▶ [Consignes]
a – Répondez à ces questions sur le texte consacré à Sebastião Salgado :
(i) Quel âge a le photographe ?
(ii) À quoi compare-t-il sa propre adaptation ?
(iii) À qui appartient le portable sur lequel il jette un œil de temps en temps ?
b – Poursuivez, s'il vous plaît, le texte consacré à Sebastião Salgado après sa dernière phrase.
═════ Texte à étudier
A 72 ans, il se sent aussi déconnecté des nouvelles technologies que les tribus indigènes qu’il immortalise depuis trois ans.

« Je ne sais même pas allumer un ordinateur », exagère avec un sourire le photographe, qui continue à utiliser des négatifs et des planches-contact même s’il avoue s’être aussi mis au numérique. « J’ai dû m’adapter un peu, comme les dinosaures avant de mourir », s’amuse Sebastião Salgado.

La photo face au numérique et à l’automatique

Par contre, pas question de publier ses clichés sur Instagram ou autres réseaux sociaux. « Je n’aime pas ça. Je sais que ça plaît aux jeunes, mais moi, je n’y arrive pas », avoue-t-il. Le Brésilien reconnait jeter un œil de temps en temps au portable de ses neveux et se dit horrifié par les applications qui servent à « exhiber toute ta vie, pour que tout le monde la voie ».
══════════
═════ Données enregistrées
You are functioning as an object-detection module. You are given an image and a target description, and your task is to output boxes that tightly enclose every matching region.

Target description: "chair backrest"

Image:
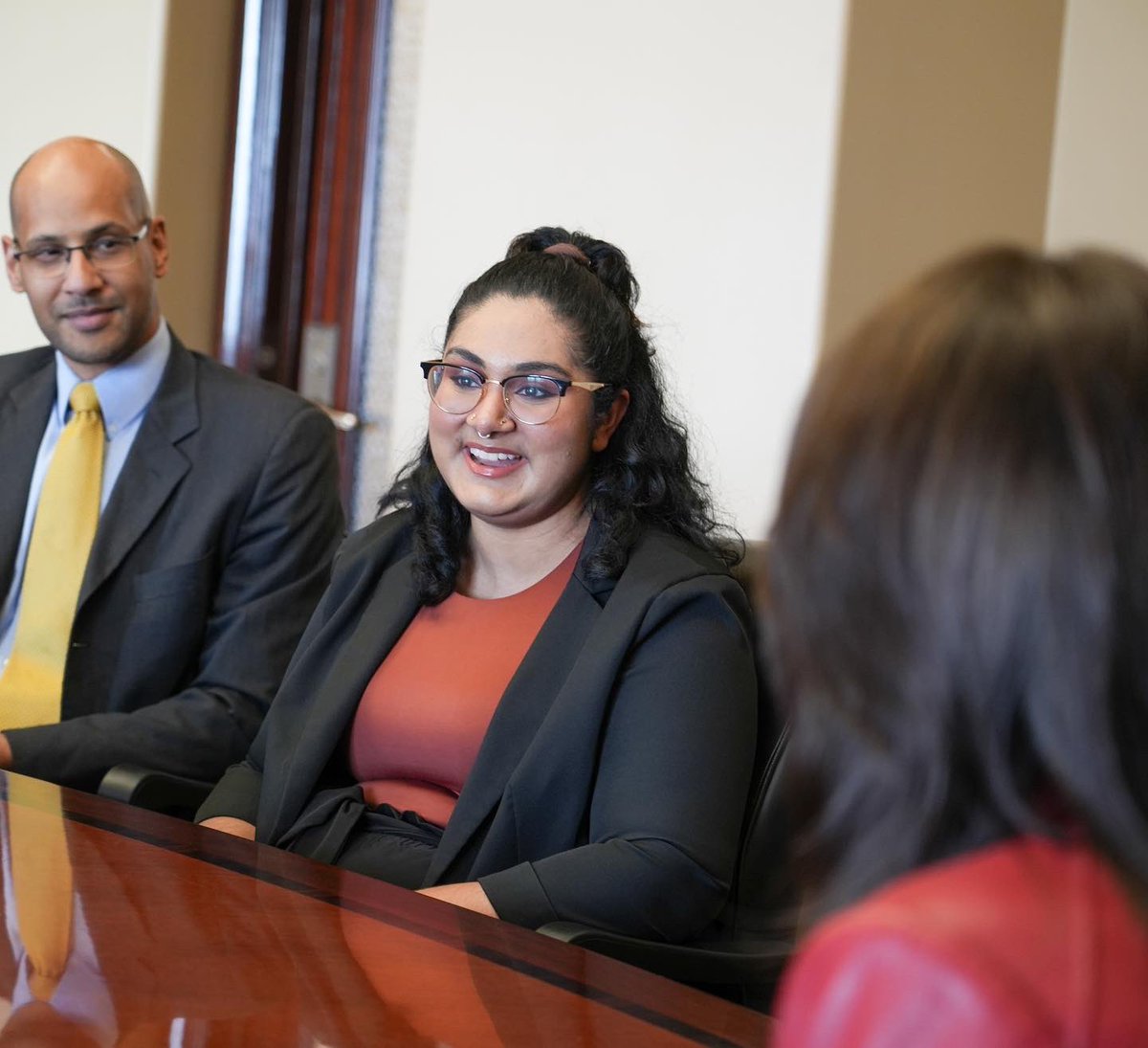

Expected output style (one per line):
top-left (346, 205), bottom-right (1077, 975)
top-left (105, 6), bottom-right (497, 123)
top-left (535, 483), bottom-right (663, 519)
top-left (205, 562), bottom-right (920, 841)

top-left (719, 543), bottom-right (797, 941)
══════════
▶ [Réponses]
a –
(i) 72 ans.
(ii) Aux dinosaures avant de mourir.
(iii) À ses neveux.

b –
« Bon, il y a parfois des photos intéressantes, mais pour faire de la photo, il faut avoir un bon appareil, avec un objectif adapté, et réunir toute un série de conditions favorables, la bonne lumière… Cela ne peut être un processus automatisé du téléphone« , déplore-t-il.

La matérialité indispensable de la photo

L’auteur d’ouvrages de référence comme La Main de l’homme (1993), Autres Amériques (1999), Exodes (2000) ou Genesis (2013), tient au support papier. « La photo, c’est bientôt fini, parce que ce qu’on voit sur les portables, ce n’est pas de la photo. La photographie doit se matérialiser, il faut l’imprimer, la voir, la toucher, comme avant quand les parents faisaient les albums de photos de leurs enfants », argumente Sebastião Salgado, dont le nom signifie « salé », en portugais.

« Nous sommes entrés dans un processus d’élimination de la photographie. Aujourd’hui, nous avons des images, pas de photos », insiste cet autodidacte qui a fait des études d’économie avant de se lancer dans la carrière artistique.

La fin de la photo ?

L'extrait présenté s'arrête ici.